SET TASK: Repeat the data below exactly, dropping any pictures it holds.

################

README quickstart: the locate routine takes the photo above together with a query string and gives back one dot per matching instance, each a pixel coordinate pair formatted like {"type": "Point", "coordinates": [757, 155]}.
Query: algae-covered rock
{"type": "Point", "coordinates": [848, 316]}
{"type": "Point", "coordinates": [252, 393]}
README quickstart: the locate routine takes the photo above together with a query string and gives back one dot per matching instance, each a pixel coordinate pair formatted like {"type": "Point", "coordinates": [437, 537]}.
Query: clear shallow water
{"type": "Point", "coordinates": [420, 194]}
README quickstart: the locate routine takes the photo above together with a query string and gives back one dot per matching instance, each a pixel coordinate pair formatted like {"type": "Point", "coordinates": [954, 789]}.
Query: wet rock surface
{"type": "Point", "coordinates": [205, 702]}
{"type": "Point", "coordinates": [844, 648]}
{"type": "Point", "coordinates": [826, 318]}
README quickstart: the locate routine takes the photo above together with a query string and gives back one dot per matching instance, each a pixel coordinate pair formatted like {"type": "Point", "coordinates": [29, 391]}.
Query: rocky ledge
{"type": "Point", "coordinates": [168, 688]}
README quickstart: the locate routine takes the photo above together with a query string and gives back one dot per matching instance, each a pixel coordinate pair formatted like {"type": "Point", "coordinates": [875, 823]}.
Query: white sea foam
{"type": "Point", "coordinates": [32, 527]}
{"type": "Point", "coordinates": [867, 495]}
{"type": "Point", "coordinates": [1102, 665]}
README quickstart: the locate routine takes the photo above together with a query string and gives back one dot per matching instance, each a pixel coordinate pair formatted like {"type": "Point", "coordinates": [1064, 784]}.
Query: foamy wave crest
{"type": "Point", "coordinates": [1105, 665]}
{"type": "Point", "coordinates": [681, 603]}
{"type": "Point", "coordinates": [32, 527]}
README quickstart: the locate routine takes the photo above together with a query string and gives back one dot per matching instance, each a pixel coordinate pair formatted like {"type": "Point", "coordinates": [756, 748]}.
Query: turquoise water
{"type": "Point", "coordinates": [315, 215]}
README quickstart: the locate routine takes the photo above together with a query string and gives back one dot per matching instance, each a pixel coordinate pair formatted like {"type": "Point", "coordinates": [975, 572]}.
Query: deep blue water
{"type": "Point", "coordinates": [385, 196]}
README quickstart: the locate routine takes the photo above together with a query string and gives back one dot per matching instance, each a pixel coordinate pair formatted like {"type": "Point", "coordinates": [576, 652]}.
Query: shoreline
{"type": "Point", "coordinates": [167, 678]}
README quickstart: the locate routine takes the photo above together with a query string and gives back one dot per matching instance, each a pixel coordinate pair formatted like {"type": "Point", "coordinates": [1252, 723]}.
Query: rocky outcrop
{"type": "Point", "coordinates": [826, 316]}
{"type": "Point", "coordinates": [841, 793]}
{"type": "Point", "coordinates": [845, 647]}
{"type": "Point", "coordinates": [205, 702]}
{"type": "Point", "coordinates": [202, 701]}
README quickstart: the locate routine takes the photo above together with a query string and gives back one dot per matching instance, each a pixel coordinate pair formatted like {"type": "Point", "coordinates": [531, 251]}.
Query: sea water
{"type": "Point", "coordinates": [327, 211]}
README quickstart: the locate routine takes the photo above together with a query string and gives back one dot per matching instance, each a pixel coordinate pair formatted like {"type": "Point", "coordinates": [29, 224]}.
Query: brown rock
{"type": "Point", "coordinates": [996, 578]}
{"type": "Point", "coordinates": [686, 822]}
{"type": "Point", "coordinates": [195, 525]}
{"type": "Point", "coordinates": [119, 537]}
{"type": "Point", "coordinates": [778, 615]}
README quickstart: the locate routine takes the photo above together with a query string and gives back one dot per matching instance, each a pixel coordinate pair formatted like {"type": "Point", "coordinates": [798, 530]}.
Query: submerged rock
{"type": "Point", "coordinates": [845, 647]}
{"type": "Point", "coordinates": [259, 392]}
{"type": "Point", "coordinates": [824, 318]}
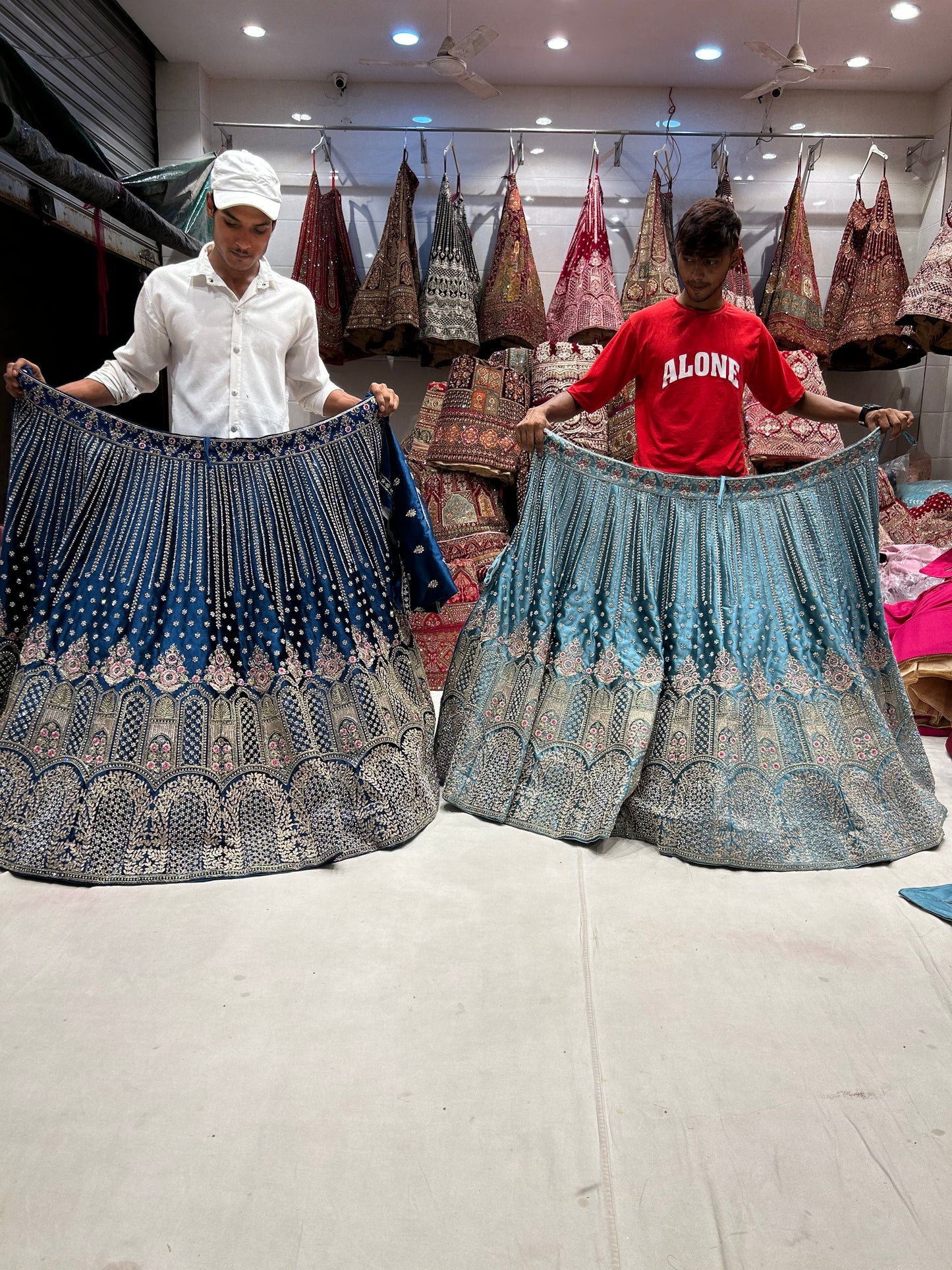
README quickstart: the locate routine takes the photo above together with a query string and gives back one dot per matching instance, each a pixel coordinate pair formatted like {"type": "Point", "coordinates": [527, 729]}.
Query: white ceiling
{"type": "Point", "coordinates": [612, 42]}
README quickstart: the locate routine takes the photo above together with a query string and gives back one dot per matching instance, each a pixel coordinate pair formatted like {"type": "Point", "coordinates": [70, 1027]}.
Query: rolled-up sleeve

################

FULL SOLUTION:
README quickstart: the locate routine takes the photo above together with a query string and gives back one dot per matching instance, each a pixel coordinate pair formatted like {"type": "Point", "coordinates": [757, 155]}.
Query: algae-covered rock
{"type": "Point", "coordinates": [848, 316]}
{"type": "Point", "coordinates": [252, 393]}
README quickstart: the locate routine takes the photo above together with a query string and gives back one dot per matching instance, each a pixel coordinate pair formatted like {"type": "Point", "coordinates": [437, 537]}.
Query: clear shallow water
{"type": "Point", "coordinates": [420, 194]}
README quickstart: the locate routine takes the photo above together with a query string and gives back one dot per matching instance, each a pixel coordinate pair formatted like {"type": "Point", "coordinates": [954, 789]}.
Query: wet rock surface
{"type": "Point", "coordinates": [205, 702]}
{"type": "Point", "coordinates": [844, 648]}
{"type": "Point", "coordinates": [826, 318]}
README quickstart: the locate routine takes the photo above together with a query string and gives back one dot per matching instance, each a pixel coordinate pair formatted like {"type": "Point", "coordinates": [29, 391]}.
Query: rocky ledge
{"type": "Point", "coordinates": [168, 688]}
README quickstart: the locate routine takes the photo above together with a query string and gives back one dot per matching instance, each a pixel coordinate pair formatted like {"type": "Point", "coordinates": [875, 823]}.
Query: white sea foam
{"type": "Point", "coordinates": [32, 527]}
{"type": "Point", "coordinates": [867, 495]}
{"type": "Point", "coordinates": [1102, 665]}
README quickstart: the locate routine takes the photo above together with a query string and gives back one dot per matching instance, each a pixel coordinate pair formatted like {"type": "Point", "coordinates": [1064, 784]}.
Query: foamy wave crest
{"type": "Point", "coordinates": [1105, 665]}
{"type": "Point", "coordinates": [681, 603]}
{"type": "Point", "coordinates": [32, 527]}
README quickstart: the locate routine takes the photo above together with a query string and gives back one dot per matching instance, each a pixel coordinate pair formatted like {"type": "Point", "coordinates": [756, 748]}.
Query: turquoise water
{"type": "Point", "coordinates": [315, 215]}
README quickstart: the locate routine takes the photo above together with a query string and gives back one dot per matching instance, each a pixel coordinate pair formatted like {"type": "Point", "coordinates": [975, 572]}.
Query: deep blue water
{"type": "Point", "coordinates": [385, 196]}
README quickstart: the locate routine takes the photo above together with a query string and gives back one dot per matching instance, each a pixel coordinate pair formatted like {"type": "Point", "coordinates": [576, 652]}.
Query: shoreline
{"type": "Point", "coordinates": [167, 678]}
README quickstart: the locate routine takes the photo above together with a query string and gives back one dot per matching instance, each a pixel coordinate pair formatted like {"type": "Point", "coordinates": [1252, 723]}.
Query: rocky outcrop
{"type": "Point", "coordinates": [826, 316]}
{"type": "Point", "coordinates": [841, 793]}
{"type": "Point", "coordinates": [845, 647]}
{"type": "Point", "coordinates": [205, 702]}
{"type": "Point", "coordinates": [202, 701]}
README quickstart: the locate routine takes the photo above together with a query string and gives back one dot per matching instance, each a pixel coordinate pair formatted like {"type": "Point", "coordinates": [531, 251]}.
Query: sea water
{"type": "Point", "coordinates": [327, 211]}
README quickstart: the locate routine takes the photo above together with a query string and gives back one dot per matching instance, each a pixel coordinate pair formatted like {"type": "Point", "coordinates": [29, 224]}.
Query: brown rock
{"type": "Point", "coordinates": [996, 578]}
{"type": "Point", "coordinates": [686, 822]}
{"type": "Point", "coordinates": [195, 525]}
{"type": "Point", "coordinates": [119, 537]}
{"type": "Point", "coordinates": [778, 615]}
README quickstart: the locate routine takes the photo above together with a query string and gives back one dot per matching instance, each a pixel coordinate pair formatted like {"type": "Point", "coordinates": [798, 530]}.
Query: submerged rock
{"type": "Point", "coordinates": [845, 647]}
{"type": "Point", "coordinates": [259, 392]}
{"type": "Point", "coordinates": [824, 318]}
README quickstart: the locate routine takes the photo above together with a query string and gives back one dot per matching instance, each a pixel coordinate pair formatted like {"type": "Point", "coordinates": [527, 729]}.
Query: white ceiling
{"type": "Point", "coordinates": [612, 42]}
README quickstart: the locate routine takes the photo above together with a query string and gives back one dot per matching instance, each a pixel coordinate pair formatted like {"type": "Point", "coordinates": [70, 1027]}.
Query: rolled-up sleeve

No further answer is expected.